Saved entries:

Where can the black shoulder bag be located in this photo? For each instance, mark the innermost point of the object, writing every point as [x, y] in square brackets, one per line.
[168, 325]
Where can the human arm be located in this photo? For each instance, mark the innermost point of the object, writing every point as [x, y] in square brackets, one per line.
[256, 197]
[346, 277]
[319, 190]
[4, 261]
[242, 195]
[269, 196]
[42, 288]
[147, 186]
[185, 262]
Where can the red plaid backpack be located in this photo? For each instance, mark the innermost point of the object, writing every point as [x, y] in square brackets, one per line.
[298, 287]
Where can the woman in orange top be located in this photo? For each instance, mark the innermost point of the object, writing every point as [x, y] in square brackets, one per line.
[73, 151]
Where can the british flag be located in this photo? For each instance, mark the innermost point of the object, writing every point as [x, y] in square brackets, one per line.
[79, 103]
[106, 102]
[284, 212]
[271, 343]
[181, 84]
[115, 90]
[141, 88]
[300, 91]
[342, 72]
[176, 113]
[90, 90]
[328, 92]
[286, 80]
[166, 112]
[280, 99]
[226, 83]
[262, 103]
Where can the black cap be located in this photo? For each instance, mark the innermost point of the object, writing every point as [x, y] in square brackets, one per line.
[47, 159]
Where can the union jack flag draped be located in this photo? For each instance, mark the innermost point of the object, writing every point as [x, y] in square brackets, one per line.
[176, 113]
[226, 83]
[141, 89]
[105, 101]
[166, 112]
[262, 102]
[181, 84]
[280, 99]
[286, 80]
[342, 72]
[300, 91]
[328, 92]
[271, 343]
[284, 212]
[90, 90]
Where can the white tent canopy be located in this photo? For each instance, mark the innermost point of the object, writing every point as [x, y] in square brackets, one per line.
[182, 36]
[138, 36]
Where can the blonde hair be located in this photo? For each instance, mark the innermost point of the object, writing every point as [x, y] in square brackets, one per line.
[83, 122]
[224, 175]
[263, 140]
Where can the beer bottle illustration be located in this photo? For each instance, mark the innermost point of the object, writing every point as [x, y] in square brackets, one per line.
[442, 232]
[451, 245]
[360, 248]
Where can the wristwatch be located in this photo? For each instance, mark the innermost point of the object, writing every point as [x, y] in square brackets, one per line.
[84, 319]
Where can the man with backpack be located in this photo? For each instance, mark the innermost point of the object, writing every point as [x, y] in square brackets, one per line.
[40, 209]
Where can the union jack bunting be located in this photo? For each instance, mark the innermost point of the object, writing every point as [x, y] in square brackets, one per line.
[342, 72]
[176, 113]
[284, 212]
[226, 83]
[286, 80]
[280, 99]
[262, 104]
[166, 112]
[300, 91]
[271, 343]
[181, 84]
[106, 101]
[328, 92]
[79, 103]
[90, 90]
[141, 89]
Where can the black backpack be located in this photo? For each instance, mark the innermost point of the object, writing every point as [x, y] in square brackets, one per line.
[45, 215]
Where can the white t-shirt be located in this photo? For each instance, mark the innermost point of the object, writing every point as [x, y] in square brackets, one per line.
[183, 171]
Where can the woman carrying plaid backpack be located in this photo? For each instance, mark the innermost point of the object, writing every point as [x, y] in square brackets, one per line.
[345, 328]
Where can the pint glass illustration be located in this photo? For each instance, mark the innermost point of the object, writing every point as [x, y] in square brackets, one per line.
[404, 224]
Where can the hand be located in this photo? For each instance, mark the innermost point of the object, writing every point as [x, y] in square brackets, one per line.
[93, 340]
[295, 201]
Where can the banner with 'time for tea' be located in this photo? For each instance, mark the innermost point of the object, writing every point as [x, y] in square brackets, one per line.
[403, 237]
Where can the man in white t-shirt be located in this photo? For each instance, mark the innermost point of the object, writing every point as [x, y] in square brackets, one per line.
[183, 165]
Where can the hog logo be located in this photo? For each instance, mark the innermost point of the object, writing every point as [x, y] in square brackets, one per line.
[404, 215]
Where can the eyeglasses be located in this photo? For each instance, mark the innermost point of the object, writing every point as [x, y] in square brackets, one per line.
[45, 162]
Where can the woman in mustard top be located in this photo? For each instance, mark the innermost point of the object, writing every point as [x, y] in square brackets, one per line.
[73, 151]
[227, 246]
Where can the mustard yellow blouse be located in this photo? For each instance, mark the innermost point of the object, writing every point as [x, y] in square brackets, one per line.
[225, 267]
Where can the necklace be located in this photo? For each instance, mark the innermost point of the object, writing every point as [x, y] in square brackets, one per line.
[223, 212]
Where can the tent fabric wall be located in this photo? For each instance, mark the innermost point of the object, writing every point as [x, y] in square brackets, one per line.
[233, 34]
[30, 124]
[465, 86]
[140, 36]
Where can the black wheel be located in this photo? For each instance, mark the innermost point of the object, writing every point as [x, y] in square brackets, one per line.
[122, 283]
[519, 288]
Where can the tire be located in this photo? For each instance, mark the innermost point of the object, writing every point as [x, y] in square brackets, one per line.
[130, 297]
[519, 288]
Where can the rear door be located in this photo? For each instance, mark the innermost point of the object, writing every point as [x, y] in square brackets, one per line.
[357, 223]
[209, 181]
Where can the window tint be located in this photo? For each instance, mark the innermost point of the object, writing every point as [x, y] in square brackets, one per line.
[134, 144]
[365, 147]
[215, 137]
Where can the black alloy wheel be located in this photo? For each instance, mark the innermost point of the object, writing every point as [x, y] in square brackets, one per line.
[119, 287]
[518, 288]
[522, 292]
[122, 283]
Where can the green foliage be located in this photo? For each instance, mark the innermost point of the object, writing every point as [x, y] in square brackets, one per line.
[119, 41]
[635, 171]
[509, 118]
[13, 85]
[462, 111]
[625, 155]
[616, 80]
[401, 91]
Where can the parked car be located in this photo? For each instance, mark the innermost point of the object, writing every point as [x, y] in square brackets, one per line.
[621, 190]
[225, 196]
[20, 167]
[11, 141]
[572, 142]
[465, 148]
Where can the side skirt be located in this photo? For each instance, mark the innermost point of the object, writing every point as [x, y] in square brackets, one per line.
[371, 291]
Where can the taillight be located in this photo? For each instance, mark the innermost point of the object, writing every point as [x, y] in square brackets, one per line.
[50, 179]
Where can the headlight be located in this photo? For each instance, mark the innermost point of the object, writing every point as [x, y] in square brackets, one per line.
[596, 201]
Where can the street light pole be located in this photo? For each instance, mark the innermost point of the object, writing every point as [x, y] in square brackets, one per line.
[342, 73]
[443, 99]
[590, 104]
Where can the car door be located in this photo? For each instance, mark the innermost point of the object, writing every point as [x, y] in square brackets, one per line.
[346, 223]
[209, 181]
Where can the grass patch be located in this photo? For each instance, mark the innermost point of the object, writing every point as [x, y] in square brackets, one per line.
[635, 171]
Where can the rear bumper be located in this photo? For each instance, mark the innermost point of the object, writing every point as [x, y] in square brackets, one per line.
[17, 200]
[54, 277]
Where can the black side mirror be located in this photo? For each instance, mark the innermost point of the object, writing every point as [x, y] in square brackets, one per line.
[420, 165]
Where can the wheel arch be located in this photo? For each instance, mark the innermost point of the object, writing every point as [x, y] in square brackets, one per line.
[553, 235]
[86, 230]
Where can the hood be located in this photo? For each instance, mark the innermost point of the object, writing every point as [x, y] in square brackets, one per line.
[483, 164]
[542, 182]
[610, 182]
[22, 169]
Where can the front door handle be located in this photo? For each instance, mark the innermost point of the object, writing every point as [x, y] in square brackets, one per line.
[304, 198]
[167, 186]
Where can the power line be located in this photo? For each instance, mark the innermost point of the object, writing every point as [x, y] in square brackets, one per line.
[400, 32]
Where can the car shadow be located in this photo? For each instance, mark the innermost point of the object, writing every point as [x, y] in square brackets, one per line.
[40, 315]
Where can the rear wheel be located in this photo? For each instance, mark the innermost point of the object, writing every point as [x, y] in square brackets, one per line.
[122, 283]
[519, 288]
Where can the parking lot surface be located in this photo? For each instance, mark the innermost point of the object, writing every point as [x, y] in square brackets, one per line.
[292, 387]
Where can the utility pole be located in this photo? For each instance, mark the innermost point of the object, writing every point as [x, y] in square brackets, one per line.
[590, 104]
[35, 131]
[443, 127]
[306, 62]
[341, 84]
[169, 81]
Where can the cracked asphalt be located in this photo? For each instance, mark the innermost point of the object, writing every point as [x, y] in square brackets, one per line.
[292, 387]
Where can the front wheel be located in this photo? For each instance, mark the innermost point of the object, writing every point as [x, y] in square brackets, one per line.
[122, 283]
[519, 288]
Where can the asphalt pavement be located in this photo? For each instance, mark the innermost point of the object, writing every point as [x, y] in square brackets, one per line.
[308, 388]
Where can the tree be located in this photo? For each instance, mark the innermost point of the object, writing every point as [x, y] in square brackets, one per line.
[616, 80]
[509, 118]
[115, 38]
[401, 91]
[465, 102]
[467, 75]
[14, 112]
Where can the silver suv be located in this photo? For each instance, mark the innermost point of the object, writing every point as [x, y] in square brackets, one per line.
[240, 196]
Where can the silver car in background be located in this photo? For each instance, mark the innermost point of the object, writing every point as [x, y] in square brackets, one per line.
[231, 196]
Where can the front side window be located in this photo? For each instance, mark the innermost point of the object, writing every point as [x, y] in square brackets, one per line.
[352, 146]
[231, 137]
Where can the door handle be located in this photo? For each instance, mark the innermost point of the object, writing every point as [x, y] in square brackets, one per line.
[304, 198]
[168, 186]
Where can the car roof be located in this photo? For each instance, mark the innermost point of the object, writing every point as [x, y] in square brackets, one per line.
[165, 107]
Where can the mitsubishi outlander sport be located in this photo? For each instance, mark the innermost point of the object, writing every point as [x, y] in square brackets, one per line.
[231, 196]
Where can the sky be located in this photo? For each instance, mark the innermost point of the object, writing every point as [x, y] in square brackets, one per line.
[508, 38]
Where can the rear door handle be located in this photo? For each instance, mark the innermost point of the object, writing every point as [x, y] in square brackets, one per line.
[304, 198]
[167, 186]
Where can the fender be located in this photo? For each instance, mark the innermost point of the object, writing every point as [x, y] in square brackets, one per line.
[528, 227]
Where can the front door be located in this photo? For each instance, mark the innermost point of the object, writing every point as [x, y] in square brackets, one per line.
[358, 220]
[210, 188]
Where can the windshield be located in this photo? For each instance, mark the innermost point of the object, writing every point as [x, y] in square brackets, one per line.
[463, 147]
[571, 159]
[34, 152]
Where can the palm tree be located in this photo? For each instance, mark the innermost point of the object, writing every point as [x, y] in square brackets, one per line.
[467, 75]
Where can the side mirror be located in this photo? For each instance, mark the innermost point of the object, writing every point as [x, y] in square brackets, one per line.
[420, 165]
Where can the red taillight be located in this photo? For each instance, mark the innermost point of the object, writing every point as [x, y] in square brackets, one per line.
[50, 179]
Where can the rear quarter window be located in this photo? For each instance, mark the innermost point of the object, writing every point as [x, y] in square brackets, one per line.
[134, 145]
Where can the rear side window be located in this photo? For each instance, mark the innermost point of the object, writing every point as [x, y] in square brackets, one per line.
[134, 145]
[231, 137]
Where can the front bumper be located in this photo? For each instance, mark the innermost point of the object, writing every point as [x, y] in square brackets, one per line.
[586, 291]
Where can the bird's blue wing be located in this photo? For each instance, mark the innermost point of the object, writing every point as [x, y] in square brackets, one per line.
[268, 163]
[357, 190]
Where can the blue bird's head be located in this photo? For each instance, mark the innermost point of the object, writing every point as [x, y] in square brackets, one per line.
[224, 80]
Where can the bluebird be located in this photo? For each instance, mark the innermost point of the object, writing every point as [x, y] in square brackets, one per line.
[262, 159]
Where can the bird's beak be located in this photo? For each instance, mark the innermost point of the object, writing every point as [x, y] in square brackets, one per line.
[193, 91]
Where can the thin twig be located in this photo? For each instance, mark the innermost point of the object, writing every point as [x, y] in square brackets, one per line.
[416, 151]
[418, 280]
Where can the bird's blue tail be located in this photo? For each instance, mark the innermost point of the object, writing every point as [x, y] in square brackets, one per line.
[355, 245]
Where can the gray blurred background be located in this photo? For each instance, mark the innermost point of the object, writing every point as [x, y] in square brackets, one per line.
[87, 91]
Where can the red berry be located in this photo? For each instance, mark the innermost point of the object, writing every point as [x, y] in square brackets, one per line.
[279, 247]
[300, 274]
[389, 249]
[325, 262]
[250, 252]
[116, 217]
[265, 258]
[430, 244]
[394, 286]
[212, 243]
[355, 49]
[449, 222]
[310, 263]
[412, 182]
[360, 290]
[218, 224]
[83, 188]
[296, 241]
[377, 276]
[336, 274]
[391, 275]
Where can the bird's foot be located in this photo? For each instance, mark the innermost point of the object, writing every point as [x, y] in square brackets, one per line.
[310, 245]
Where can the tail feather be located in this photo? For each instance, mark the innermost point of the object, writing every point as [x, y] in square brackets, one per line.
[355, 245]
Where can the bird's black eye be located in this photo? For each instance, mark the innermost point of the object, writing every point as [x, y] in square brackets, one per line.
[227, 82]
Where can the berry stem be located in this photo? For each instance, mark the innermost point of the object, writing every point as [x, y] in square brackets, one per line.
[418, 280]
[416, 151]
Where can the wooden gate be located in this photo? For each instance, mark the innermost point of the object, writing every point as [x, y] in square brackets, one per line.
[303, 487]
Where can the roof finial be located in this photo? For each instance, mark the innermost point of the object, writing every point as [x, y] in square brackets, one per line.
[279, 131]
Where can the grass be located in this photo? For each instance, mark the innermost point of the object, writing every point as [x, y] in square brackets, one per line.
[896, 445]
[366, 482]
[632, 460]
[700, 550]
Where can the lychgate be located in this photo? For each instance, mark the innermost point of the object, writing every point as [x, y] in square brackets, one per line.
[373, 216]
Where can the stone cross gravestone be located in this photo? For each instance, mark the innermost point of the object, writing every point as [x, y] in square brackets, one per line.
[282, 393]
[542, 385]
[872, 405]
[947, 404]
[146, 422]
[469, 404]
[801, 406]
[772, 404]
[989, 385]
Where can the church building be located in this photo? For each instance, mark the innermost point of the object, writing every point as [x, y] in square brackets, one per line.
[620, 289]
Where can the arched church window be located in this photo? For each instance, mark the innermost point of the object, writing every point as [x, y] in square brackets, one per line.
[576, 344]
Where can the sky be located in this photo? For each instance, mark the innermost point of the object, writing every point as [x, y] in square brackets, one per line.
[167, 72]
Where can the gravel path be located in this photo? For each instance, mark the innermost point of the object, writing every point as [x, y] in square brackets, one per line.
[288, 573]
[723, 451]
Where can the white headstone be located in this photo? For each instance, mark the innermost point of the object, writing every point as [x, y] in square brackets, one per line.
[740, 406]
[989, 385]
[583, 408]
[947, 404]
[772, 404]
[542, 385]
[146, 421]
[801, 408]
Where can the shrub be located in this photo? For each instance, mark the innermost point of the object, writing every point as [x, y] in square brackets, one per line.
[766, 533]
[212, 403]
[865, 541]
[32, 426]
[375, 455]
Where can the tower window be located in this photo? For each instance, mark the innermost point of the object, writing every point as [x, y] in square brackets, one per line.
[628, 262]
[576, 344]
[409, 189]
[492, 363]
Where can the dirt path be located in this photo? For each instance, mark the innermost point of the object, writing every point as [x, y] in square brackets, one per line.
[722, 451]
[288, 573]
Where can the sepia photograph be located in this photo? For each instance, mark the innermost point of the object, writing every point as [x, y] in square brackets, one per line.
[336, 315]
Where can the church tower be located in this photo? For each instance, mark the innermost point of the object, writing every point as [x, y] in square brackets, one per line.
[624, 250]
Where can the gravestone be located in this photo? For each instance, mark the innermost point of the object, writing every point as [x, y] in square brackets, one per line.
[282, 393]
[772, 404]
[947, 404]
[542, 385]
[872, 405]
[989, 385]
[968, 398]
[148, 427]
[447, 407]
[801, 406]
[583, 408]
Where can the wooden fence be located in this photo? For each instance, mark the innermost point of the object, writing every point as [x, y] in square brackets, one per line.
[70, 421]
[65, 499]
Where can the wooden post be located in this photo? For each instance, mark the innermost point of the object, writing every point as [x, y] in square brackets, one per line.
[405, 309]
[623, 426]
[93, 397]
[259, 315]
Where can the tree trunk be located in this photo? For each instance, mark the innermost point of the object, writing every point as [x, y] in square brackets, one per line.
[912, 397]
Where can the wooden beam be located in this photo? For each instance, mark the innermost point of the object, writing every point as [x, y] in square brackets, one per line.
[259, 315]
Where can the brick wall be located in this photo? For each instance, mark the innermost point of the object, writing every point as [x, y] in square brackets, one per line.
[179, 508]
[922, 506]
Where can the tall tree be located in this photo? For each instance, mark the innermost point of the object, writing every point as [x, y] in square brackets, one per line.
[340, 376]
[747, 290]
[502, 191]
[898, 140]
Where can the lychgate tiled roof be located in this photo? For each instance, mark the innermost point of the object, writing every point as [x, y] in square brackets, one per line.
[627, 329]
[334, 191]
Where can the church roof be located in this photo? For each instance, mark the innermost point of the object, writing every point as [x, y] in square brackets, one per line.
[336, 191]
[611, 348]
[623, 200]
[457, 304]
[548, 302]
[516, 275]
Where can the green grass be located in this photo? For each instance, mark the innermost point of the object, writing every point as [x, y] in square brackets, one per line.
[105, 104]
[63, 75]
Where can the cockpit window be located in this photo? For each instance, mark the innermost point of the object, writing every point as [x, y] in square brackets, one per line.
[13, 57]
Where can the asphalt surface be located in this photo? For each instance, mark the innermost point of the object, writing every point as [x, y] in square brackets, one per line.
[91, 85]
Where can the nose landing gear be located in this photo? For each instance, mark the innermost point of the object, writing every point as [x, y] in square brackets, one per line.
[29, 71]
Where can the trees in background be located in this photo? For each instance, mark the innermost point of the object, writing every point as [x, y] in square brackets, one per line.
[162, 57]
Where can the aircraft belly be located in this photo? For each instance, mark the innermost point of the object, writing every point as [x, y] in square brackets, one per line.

PROBLEM:
Exactly reproduce the lines of the entries above, from the one containing "Where can the asphalt surface" to the very last, and no others.

OUTPUT OF THE EXERCISE:
Where can the asphalt surface be located in this photo? For each instance, mark the innermost point of the object, writing every point as [x, y] in square brackets, one per line.
[91, 85]
Where can the nose landing gear be located in this photo? For each instance, mark the innermost point of the object, writing every point as [x, y] in square brackets, one per line.
[29, 71]
Where can the trees in background be located in this photo? For each instance, mark the innermost point of the object, writing every point as [x, y] in square brackets, one per line.
[162, 57]
Where can the aircraft belly be located in this photo? For each instance, mark the innermost point of the object, writing every point as [x, y] in square brackets, one per line.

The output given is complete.